▶ **Selected excerpt**
-------

The fastest growing demand-sectors in recent years include butter. The 2016 Report to Congress states that farmers received a $22 to $1 benefit cost ratio (BCR, aka return on investment) in that category.
That looks really great, right?
But again, this is based on the amount of “demand enhancing” funds actually spent on butter promotion in 2016 — right around $8 million for the year — the lowest category of all product promotion sectors to receive promotional funding, but the fastest rising in demand and value.
Put simply: Very little of the dairy farmer’s promotion funds (less than 2% of total checkoff funds) were used to promote butter, but sales have risen so fast in that category that the return on investment seems to be quite impressive. The “return” may have nothing to do with the “investment” under this scenario.
Meanwhile, Dairy Management Inc. (DMI) has continued consolidating the way it uses its national share of individual farms’ mandatory checkoff funds through business-to-business (B2B) partnerships where the goal is to influence the amount of dairy utilized by the top restaurant chains, pizza chains, and other foodservice companies in what they offer to consumers. This may become increasingly important as the government dietary guidelines and other factors pressure companies to use more plant-based options. But the drawback is that this B2B use of dollars feeds into further consolidation of the industry in terms of geographic winners and losers.
The key to looking at the 2016 Report’s BCR (returns on investment) calculations is the choices consumers are making where they actually have choices. Consumers are choosing whole milk and full-fat dairy at rising rates. Where they don’t have a choice, the low-fat and fat-free versions are enforced and offered. So while $110 million might have been spent by farmers and processors to enhance fluid milk demand, precious little, if any, has been used to promote the whole milk message due to USDA oversight of all advertising messages.
Part of the other half of checkoff funds not included in the “demand enhancing” and “promotion” BCR (return on investment) calculation is in dollars funneled toward the Innovation Center for U.S. Dairy.
What is the Innovation Center, farmers wonder?
The Innovation Center is the part of DMI that is considered “pre-competitive.” This includes new product development, like fairlife.
The Innovation Center also includes the FARM program that governs animal care standards and is increasingly seen as a methodical tool to control and cull dairy farmers by management style. Dairy producer checkoff funds have paid for the FARM program through DMI’s Innovation Center even though National Milk Producers Federation (NMPF) implements and administers FARM with DMI paying NMPF for certain services and NMPF paying DMI for other services.
The Innovation Center also includes the “sustainability” standards being set for FARM in conjunction with World Wildlife Fund (WWF) to streamline the dairy “industry” for WWF’s sustainability stamp-of-approval.
This alliance is clear when spending a little time browsing the WWF website at https://www.worldwildlife.org/industries/dairy. The DMI “partnership” with WWF through the checkoff-funded Innovation Center is also at this link https://www.worldwildlife.org/partnerships/innovation-center-for-us-dairy
Both links are housed by WWF’s website and WWF is also working in alliance with the beef checkoff to set sustainability parameters for U.S. cattlemen as well.

-------

[Collected data]
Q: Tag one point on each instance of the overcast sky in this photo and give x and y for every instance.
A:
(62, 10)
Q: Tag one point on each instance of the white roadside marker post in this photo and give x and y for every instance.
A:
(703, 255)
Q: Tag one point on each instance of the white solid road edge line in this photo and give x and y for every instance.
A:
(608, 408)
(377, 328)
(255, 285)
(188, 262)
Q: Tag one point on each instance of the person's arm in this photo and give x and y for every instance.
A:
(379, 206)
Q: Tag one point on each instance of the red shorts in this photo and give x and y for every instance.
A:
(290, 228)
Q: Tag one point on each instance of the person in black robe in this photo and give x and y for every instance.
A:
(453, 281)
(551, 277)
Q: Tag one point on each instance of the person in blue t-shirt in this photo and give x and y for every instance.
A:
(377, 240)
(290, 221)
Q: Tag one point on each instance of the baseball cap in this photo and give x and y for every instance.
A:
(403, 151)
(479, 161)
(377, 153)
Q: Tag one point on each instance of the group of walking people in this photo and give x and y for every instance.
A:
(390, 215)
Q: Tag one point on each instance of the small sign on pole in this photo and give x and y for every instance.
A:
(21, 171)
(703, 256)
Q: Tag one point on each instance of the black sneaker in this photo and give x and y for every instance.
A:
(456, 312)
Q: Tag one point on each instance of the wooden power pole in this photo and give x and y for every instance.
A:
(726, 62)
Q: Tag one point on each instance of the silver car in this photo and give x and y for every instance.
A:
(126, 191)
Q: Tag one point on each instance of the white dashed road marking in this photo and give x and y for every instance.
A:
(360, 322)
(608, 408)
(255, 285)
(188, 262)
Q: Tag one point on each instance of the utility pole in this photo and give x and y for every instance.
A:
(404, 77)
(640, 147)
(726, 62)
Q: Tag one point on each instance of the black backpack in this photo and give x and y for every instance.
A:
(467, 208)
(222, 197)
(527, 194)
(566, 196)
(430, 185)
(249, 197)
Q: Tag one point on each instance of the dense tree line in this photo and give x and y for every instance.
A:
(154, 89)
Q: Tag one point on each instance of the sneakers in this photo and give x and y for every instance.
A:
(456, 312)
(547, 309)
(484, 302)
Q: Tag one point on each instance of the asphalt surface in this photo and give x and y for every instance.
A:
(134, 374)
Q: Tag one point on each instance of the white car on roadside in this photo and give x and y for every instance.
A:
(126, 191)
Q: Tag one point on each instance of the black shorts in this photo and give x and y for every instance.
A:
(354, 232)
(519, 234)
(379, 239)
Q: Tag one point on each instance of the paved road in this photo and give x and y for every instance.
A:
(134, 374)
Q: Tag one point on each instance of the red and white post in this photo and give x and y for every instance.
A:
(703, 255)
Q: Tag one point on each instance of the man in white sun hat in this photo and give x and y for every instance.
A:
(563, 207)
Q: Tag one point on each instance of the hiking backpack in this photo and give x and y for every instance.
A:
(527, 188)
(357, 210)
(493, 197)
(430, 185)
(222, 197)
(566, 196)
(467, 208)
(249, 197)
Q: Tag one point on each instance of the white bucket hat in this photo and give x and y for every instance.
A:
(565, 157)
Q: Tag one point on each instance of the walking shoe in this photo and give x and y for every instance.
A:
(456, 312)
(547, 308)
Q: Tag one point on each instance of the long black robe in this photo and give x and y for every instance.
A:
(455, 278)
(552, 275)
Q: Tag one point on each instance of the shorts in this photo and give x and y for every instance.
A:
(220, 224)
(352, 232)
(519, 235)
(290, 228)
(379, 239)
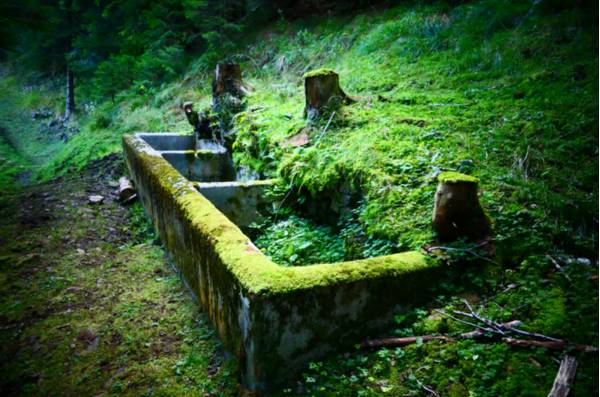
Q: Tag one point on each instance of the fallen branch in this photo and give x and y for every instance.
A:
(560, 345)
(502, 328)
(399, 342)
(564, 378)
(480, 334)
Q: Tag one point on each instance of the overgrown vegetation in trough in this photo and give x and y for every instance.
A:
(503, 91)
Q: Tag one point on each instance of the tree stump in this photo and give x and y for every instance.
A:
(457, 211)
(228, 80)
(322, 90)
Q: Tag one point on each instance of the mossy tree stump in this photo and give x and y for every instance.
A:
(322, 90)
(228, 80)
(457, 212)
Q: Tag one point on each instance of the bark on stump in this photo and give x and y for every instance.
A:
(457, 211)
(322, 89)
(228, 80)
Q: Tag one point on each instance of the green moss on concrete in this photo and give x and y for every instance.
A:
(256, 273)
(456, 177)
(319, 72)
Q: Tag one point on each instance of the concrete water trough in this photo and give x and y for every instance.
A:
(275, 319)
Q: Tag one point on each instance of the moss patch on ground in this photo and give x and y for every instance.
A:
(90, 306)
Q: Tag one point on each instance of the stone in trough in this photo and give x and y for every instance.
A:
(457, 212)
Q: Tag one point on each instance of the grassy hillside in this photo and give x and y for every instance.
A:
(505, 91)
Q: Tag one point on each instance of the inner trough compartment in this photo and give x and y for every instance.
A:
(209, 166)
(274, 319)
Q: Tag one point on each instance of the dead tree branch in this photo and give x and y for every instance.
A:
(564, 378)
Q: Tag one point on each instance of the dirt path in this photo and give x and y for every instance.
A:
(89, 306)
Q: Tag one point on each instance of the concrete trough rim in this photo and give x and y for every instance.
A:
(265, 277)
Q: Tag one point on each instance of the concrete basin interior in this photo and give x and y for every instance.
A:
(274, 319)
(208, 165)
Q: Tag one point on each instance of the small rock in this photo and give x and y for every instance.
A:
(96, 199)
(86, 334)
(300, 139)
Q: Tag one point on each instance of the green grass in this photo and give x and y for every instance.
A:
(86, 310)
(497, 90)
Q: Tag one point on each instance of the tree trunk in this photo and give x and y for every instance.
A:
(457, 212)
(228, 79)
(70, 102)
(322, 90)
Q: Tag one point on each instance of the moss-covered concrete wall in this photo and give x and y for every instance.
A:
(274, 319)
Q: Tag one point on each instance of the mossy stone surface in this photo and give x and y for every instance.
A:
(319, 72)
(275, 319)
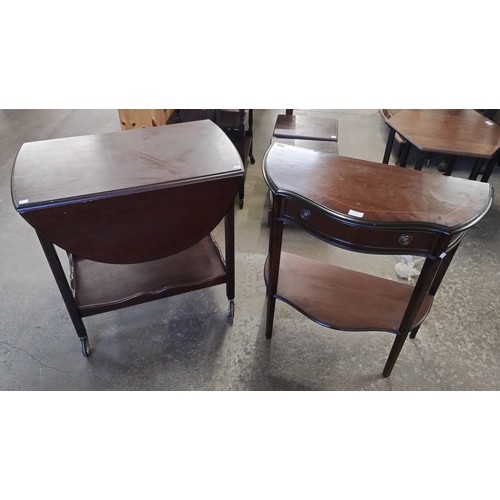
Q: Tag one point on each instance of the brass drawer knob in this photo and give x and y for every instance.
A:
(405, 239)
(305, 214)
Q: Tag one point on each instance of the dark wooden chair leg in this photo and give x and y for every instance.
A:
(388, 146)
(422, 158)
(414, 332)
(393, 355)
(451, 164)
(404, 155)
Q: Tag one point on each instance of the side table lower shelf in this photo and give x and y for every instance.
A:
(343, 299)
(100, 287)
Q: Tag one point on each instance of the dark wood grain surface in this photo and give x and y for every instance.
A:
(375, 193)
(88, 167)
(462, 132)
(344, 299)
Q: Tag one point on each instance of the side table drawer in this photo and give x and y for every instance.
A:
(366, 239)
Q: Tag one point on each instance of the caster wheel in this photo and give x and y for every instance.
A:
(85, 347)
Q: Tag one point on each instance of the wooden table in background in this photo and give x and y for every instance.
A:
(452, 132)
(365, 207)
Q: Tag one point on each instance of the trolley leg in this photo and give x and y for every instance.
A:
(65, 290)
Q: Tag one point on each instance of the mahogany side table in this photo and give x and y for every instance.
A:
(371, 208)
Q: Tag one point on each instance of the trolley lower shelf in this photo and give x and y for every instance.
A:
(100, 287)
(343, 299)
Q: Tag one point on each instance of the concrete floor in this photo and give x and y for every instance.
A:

-------

▶ **Parts of the exercise**
#1 List every abbreviation that the passage on dairy checkoff funds spells out in parentheses, along with what each one stands for.
#2 Write out the section of the passage on dairy checkoff funds that starts at the words "The fastest growing" and stops after the words "really great, right?".
These rows come from a separate source, not from the passage.

▶ **Answers to the tasks**
#1
- BCR: benefit cost ratio
- DMI: Dairy Management Inc.
- B2B: business-to-business
- NMPF: National Milk Producers Federation
- WWF: World Wildlife Fund

#2
The fastest growing demand-sectors in recent years include butter. The 2016 Report to Congress states that farmers received a $22 to $1 benefit cost ratio (BCR, aka return on investment) in that category.
That looks really great, right?